### To do
Look through the material below and report every line that includes "overhead".

### Supplied data
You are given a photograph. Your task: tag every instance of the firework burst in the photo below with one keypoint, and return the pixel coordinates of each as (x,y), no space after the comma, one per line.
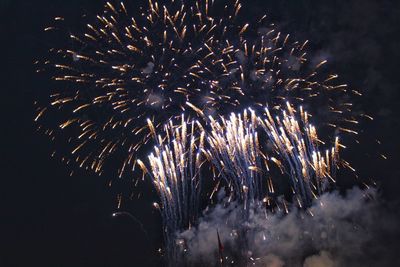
(171,57)
(290,142)
(123,70)
(175,171)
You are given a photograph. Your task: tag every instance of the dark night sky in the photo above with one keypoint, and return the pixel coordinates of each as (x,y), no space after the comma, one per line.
(48,218)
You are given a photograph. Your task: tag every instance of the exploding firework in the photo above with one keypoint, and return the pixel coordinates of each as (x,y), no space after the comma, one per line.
(175,171)
(290,143)
(172,57)
(126,77)
(124,70)
(242,150)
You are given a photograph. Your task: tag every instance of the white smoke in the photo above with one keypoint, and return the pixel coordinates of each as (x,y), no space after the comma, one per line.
(342,231)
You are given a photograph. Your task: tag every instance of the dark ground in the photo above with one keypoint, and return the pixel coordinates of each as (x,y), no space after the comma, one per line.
(48,218)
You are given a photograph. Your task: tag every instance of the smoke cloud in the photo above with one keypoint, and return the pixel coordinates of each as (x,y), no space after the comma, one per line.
(338,230)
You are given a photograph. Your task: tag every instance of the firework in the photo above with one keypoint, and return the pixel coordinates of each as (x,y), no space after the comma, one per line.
(175,171)
(122,70)
(292,145)
(172,56)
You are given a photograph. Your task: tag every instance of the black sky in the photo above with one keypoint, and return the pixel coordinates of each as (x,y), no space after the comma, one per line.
(48,218)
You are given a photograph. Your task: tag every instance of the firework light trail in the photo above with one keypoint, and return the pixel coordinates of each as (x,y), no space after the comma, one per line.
(232,148)
(175,170)
(199,57)
(236,153)
(128,77)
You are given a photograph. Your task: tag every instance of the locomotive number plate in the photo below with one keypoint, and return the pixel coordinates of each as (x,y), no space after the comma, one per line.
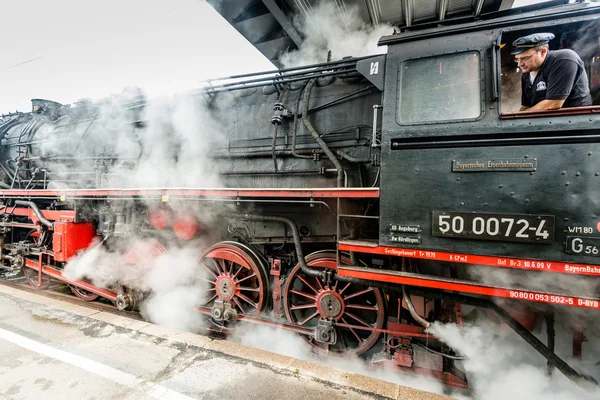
(500,227)
(584,246)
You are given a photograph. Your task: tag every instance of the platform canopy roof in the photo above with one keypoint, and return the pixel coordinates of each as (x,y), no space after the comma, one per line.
(267,24)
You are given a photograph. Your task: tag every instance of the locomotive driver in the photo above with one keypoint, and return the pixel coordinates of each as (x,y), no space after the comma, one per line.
(551,79)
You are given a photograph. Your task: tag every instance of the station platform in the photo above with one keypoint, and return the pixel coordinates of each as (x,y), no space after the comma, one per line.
(52,349)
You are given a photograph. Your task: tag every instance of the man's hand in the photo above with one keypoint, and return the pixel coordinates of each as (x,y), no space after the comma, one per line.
(547,105)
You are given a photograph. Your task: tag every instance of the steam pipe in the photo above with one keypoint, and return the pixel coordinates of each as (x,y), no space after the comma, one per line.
(299,68)
(273,144)
(306,74)
(352,159)
(36,211)
(295,127)
(411,309)
(266,82)
(315,135)
(295,234)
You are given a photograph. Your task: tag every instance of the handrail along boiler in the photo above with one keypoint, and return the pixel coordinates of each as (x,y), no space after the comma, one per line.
(353,233)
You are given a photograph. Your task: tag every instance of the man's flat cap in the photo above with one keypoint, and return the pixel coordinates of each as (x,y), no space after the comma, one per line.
(531,41)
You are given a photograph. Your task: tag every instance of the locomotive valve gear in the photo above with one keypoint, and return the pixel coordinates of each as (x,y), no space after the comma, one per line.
(325,332)
(551,79)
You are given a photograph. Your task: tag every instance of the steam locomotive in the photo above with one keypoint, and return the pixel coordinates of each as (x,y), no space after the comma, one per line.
(354,202)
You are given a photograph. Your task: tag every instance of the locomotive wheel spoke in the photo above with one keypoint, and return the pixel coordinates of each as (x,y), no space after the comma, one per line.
(342,338)
(352,330)
(367,290)
(207,280)
(209,269)
(307,284)
(243,279)
(211,299)
(239,304)
(363,322)
(306,301)
(362,307)
(319,284)
(309,318)
(308,296)
(247,300)
(303,307)
(220,265)
(238,272)
(248,289)
(344,289)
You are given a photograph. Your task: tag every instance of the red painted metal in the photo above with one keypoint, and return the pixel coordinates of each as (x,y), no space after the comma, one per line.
(232,274)
(70,237)
(52,215)
(551,113)
(306,300)
(185,226)
(427,281)
(493,261)
(33,279)
(370,193)
(55,274)
(276,274)
(257,320)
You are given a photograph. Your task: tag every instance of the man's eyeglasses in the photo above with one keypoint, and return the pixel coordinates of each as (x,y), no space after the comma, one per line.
(525,59)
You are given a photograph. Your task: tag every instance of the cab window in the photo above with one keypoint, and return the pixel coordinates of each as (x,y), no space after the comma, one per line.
(441,88)
(583,38)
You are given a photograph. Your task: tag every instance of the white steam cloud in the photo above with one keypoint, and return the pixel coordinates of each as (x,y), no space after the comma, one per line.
(500,365)
(324,28)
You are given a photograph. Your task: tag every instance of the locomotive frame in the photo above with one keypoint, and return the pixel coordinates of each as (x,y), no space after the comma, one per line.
(391,245)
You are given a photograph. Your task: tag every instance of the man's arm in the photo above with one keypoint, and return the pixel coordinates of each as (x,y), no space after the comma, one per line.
(561,79)
(545,105)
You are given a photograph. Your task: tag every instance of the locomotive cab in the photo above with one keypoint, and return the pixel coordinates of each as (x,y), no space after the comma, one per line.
(467,179)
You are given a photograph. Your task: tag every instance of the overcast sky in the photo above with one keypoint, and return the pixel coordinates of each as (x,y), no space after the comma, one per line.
(64,50)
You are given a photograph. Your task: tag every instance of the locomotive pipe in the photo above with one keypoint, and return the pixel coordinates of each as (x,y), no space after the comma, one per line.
(279,71)
(315,135)
(36,211)
(295,153)
(296,236)
(411,309)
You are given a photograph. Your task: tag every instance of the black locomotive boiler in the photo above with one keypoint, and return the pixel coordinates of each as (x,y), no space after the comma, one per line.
(354,202)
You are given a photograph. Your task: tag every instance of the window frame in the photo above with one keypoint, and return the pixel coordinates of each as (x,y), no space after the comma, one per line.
(482,88)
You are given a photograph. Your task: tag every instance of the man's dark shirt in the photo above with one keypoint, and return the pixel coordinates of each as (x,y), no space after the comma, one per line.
(561,77)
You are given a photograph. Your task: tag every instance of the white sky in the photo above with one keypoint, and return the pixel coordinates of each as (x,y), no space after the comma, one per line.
(88,48)
(64,50)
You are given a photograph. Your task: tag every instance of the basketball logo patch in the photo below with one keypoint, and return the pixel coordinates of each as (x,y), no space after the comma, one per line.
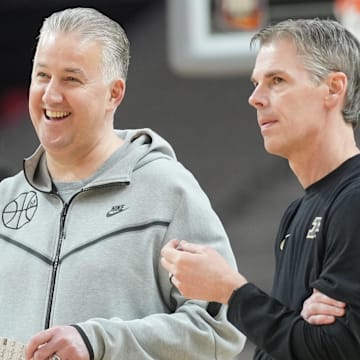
(20,211)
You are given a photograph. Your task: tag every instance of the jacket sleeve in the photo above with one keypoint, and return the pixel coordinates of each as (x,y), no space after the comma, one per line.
(281,332)
(187,329)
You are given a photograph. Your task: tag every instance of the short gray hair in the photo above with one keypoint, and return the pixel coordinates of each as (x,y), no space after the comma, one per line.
(326,46)
(91,25)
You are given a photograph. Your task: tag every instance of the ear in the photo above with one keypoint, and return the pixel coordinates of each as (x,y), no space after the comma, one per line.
(117,93)
(337,85)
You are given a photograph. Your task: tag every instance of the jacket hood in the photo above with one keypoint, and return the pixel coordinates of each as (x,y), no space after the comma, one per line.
(140,147)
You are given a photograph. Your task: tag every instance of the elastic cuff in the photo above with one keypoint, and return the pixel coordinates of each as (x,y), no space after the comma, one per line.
(86,341)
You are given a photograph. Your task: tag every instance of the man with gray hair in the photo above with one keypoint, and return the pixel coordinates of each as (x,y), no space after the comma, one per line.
(307,97)
(83,224)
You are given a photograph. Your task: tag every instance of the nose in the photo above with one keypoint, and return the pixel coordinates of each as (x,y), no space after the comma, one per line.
(258,98)
(52,93)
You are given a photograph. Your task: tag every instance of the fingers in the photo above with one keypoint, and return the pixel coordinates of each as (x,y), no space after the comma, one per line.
(321,320)
(320,297)
(39,346)
(320,309)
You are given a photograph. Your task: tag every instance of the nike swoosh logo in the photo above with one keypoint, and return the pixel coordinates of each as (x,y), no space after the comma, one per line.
(116,210)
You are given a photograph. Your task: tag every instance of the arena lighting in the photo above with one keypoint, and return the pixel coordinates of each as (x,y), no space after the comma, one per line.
(194,49)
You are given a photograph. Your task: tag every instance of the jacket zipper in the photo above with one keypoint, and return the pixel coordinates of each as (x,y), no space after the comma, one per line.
(59,245)
(55,266)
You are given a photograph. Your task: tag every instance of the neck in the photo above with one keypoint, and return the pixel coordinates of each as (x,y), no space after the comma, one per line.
(71,167)
(310,169)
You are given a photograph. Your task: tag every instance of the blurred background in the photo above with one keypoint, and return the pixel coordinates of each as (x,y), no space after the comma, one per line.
(189,81)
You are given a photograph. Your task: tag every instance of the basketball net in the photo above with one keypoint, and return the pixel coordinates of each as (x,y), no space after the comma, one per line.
(348,13)
(243,14)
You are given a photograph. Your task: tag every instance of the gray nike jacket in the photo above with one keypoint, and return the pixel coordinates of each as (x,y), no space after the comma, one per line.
(93,262)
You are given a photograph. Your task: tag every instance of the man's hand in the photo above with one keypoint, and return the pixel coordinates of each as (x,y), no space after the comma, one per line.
(320,309)
(200,272)
(64,341)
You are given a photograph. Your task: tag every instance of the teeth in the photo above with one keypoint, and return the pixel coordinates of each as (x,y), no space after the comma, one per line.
(56,114)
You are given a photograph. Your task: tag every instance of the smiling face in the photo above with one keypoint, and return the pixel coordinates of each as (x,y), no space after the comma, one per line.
(290,106)
(70,105)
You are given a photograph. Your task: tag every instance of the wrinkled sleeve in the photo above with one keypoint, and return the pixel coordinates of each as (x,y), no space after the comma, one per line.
(281,332)
(189,330)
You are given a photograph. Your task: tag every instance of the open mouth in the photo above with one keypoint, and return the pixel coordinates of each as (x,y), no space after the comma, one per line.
(56,115)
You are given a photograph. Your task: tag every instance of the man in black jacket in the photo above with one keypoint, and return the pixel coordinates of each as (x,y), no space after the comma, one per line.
(307,92)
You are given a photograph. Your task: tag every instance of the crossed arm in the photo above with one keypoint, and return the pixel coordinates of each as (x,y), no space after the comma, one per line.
(200,272)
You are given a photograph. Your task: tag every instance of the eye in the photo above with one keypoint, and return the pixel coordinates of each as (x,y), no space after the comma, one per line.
(72,79)
(41,74)
(277,80)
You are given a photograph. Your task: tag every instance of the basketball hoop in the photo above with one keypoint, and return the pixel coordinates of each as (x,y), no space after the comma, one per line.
(348,13)
(246,15)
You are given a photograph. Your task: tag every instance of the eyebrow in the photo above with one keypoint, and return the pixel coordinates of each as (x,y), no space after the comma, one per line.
(269,74)
(70,70)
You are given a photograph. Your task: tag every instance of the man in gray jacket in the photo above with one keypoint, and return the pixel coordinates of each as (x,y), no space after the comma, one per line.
(83,224)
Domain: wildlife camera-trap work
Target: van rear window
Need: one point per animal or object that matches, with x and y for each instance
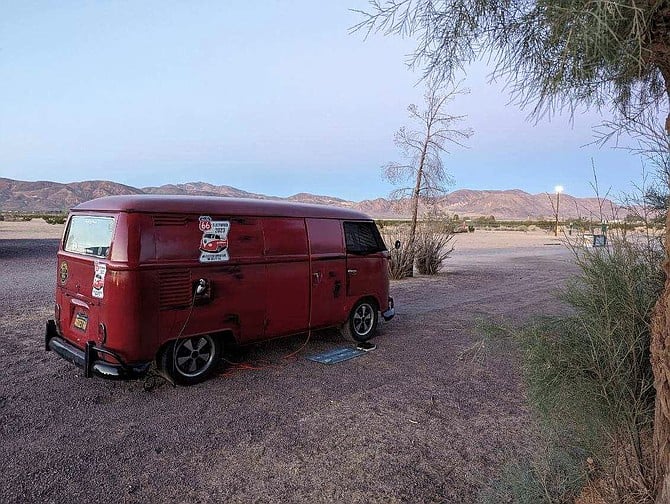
(363, 238)
(89, 235)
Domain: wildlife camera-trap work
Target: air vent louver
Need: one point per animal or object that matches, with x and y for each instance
(175, 289)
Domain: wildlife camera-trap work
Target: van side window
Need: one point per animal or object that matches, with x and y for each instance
(363, 238)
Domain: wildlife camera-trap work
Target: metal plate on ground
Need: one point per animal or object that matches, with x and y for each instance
(336, 355)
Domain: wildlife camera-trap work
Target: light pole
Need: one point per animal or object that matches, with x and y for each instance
(559, 190)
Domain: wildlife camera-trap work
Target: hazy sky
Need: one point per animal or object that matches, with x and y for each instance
(273, 97)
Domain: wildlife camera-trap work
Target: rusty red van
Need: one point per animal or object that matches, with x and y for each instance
(173, 279)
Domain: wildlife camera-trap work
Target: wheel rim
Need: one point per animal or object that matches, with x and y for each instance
(193, 356)
(363, 319)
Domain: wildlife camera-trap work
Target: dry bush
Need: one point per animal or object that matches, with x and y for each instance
(401, 261)
(432, 246)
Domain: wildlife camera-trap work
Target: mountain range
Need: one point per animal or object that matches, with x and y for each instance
(514, 204)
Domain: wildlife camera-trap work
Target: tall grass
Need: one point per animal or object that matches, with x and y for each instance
(590, 384)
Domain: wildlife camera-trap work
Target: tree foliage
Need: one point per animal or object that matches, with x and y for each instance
(423, 146)
(552, 53)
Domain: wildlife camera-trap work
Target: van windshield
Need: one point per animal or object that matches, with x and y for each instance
(89, 235)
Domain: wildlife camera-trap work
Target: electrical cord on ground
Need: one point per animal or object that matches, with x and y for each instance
(155, 378)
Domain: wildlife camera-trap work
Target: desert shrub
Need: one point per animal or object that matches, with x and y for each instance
(55, 219)
(589, 382)
(401, 261)
(432, 247)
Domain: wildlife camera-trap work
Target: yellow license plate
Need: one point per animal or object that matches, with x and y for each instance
(81, 321)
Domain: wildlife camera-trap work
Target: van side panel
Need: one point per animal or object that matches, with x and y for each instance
(367, 273)
(327, 275)
(287, 283)
(236, 295)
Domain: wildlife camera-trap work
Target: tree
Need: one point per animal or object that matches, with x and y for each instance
(423, 148)
(555, 54)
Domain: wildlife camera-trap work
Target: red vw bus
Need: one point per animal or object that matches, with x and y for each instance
(176, 278)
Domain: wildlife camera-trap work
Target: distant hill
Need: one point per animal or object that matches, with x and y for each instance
(514, 204)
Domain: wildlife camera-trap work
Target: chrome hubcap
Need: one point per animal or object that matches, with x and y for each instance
(194, 355)
(363, 318)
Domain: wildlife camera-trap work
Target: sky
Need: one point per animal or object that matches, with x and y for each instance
(274, 97)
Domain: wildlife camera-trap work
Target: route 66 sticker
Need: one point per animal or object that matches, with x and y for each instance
(99, 280)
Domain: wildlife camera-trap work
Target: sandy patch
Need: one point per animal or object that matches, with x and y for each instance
(34, 229)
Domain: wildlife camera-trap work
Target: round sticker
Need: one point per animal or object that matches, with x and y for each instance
(63, 273)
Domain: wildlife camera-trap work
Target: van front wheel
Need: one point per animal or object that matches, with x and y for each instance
(362, 323)
(190, 360)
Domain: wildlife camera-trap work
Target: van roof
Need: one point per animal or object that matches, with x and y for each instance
(213, 205)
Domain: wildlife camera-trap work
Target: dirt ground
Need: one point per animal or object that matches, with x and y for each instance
(409, 422)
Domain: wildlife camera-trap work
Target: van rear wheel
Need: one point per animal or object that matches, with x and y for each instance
(190, 360)
(362, 323)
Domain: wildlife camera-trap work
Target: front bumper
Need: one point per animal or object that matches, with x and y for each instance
(390, 313)
(89, 358)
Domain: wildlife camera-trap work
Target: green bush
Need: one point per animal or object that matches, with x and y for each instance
(589, 381)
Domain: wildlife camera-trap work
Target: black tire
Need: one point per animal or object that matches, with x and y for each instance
(362, 323)
(190, 360)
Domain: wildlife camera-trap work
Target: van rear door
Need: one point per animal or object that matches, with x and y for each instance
(327, 275)
(82, 265)
(366, 265)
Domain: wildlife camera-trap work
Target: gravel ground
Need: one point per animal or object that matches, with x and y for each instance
(408, 422)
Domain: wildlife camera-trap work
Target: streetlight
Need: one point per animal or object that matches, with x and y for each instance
(559, 190)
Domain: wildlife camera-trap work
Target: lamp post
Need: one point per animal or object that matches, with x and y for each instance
(559, 190)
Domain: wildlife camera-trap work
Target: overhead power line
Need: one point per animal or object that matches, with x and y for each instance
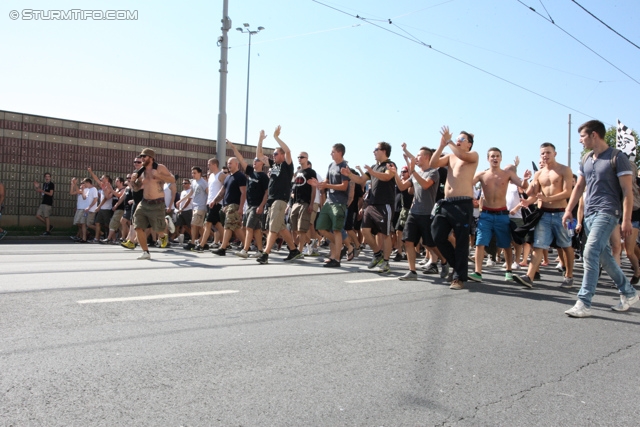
(600, 20)
(570, 35)
(414, 39)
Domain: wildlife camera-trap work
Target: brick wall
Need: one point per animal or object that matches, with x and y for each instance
(32, 145)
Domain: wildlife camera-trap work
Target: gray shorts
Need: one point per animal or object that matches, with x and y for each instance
(253, 220)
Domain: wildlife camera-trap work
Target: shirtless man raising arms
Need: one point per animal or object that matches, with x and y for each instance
(455, 211)
(552, 186)
(494, 218)
(151, 210)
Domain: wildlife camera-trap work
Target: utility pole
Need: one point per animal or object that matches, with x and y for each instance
(569, 144)
(247, 30)
(223, 42)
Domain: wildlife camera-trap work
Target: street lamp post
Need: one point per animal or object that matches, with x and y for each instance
(247, 30)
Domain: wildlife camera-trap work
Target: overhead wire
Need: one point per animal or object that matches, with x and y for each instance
(504, 54)
(576, 39)
(602, 22)
(418, 41)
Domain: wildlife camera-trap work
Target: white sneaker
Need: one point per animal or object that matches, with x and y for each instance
(625, 303)
(242, 254)
(170, 224)
(579, 310)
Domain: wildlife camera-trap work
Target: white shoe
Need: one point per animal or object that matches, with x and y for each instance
(625, 303)
(242, 254)
(172, 227)
(579, 310)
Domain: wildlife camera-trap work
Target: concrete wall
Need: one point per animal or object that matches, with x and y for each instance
(32, 145)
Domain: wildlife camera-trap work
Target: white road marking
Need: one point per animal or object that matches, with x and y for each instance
(150, 297)
(371, 280)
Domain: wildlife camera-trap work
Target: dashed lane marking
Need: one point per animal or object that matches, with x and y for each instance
(150, 297)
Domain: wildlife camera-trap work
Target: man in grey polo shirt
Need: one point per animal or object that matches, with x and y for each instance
(602, 213)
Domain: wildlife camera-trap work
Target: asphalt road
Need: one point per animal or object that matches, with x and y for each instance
(91, 336)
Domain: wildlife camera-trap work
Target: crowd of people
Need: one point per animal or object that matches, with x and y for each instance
(433, 211)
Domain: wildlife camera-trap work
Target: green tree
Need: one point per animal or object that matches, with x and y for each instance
(610, 138)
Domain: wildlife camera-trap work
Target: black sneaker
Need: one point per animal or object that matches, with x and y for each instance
(263, 258)
(294, 254)
(433, 269)
(332, 264)
(523, 279)
(219, 251)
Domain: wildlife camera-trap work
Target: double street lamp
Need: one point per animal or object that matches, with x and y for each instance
(247, 30)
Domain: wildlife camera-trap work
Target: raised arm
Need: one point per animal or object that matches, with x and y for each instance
(262, 137)
(436, 160)
(285, 148)
(237, 154)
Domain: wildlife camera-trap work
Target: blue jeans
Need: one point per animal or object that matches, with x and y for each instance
(597, 251)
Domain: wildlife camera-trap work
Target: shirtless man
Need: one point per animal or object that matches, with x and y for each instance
(552, 186)
(455, 211)
(151, 211)
(494, 218)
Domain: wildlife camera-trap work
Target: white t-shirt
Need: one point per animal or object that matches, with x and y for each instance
(167, 195)
(90, 194)
(513, 198)
(189, 207)
(214, 186)
(108, 204)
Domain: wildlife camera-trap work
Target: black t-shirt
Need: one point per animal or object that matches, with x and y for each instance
(407, 199)
(257, 184)
(47, 186)
(232, 184)
(128, 195)
(280, 182)
(120, 206)
(138, 196)
(382, 192)
(358, 193)
(303, 192)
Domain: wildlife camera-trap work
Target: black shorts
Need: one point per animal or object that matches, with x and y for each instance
(418, 227)
(184, 218)
(213, 214)
(378, 219)
(351, 219)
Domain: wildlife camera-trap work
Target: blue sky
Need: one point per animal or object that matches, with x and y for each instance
(327, 77)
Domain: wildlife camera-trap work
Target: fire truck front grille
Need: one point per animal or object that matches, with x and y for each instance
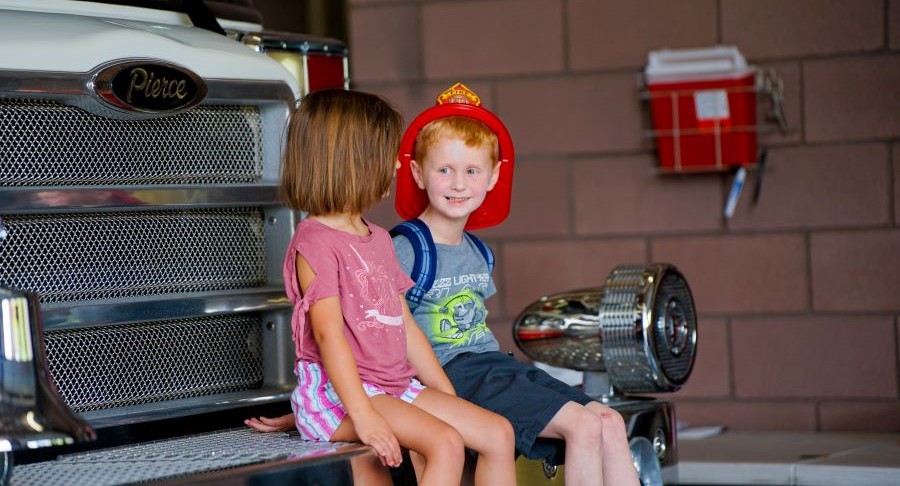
(115, 366)
(87, 256)
(44, 143)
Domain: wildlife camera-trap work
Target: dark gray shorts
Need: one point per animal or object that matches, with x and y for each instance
(527, 396)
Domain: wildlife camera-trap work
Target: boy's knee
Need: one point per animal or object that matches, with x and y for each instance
(450, 443)
(613, 423)
(501, 434)
(586, 429)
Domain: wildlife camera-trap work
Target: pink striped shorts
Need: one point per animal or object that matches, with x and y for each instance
(318, 410)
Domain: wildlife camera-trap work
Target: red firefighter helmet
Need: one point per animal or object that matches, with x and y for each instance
(458, 100)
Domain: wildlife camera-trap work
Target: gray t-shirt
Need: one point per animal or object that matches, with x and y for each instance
(452, 314)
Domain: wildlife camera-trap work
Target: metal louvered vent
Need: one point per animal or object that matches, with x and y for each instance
(649, 328)
(86, 256)
(44, 143)
(640, 327)
(115, 366)
(171, 460)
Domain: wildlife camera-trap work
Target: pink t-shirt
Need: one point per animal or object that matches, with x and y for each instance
(364, 273)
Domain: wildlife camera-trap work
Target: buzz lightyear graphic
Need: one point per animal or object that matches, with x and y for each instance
(460, 319)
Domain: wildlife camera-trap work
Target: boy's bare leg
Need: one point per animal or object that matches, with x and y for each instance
(439, 443)
(367, 469)
(489, 434)
(592, 451)
(618, 465)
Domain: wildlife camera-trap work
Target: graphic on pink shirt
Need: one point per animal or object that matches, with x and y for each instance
(377, 290)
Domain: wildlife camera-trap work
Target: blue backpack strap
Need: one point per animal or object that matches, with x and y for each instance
(484, 249)
(425, 264)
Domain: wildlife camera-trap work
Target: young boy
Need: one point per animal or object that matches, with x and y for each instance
(456, 173)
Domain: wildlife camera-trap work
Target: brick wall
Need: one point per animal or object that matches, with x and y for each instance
(799, 296)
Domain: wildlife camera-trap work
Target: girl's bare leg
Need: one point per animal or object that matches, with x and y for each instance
(439, 443)
(367, 469)
(487, 433)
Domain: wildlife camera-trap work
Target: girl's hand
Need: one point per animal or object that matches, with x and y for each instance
(375, 432)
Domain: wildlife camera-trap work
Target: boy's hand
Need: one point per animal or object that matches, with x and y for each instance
(266, 424)
(374, 431)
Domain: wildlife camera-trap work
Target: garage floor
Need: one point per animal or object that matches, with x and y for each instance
(790, 458)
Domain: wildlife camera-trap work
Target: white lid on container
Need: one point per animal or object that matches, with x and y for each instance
(668, 65)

### The completed task
Target: overhead power line
Target: overhead wire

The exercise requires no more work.